[Pointing and labeling entries]
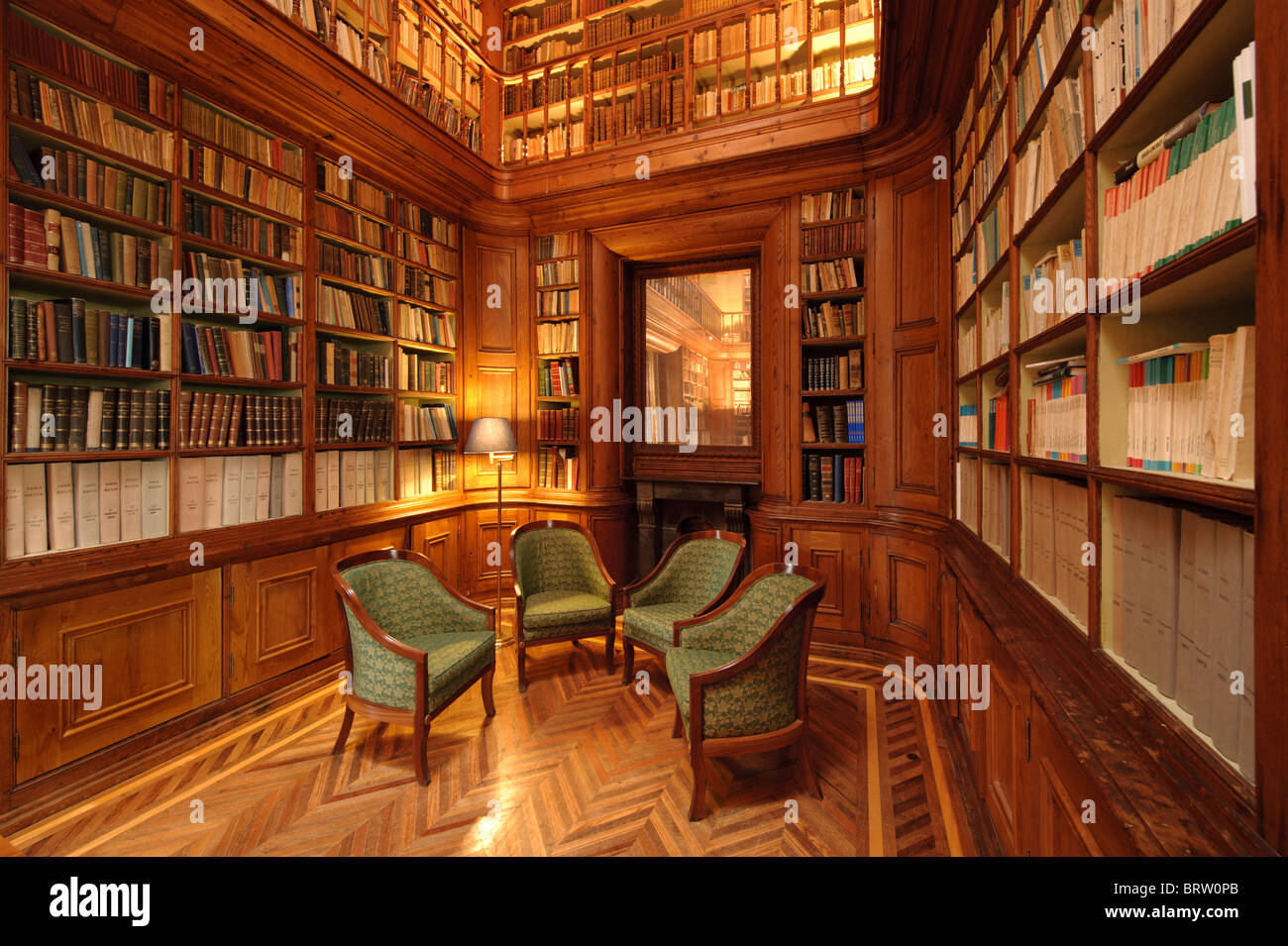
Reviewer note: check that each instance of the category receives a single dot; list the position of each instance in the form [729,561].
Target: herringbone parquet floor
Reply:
[580,765]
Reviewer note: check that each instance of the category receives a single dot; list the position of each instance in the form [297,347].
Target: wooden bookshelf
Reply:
[1192,288]
[559,370]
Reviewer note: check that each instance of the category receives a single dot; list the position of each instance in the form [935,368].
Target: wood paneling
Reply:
[159,653]
[275,617]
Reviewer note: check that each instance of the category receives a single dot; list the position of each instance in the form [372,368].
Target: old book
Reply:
[132,499]
[85,481]
[110,502]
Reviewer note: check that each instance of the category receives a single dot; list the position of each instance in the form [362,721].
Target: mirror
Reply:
[698,326]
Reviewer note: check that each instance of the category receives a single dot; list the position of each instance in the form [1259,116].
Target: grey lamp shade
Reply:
[490,435]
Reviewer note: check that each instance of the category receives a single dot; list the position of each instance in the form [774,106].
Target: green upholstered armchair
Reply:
[562,589]
[738,674]
[413,644]
[695,576]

## What the task requires
Update all of the data above by changing "Target" to "Category" everywhere it appears, keeping everything else the same. Leave out the pictures.

## The completed task
Reviewer note: check that each instance of the category receives a single dot; list the position of each instance in the form [729,561].
Category: herringbone parquet floor
Reply:
[580,765]
Reviewer note: check that each instance of the category receives a single dot; list the position of each instance in the form [297,347].
Category: wooden bookshelf
Reply:
[1192,288]
[559,370]
Reviewer note: check that each instance of the category receives a single dot; list the position of each instance in the form [935,368].
Category: wood paneling
Reply:
[159,653]
[275,617]
Reviewer note: check that each instance of the category receives a single dot; list the position of each instance in the form [372,368].
Category: old book
Reply:
[132,499]
[85,481]
[110,502]
Reviewer note: check that each instance of the category receives a single dot; list the position of each instance in the form [362,721].
Category: mirror
Reply:
[698,326]
Reviewer note: check that each instance of the category receives a single dot; list the position of each instance in the form [1259,116].
Category: grey lamp shade
Reply:
[490,435]
Reviewer note: check that each instance of the category receives a single dot; list the position of each instance in the form [774,106].
Category: green upholstered armchair
Reply:
[562,589]
[738,674]
[413,644]
[695,576]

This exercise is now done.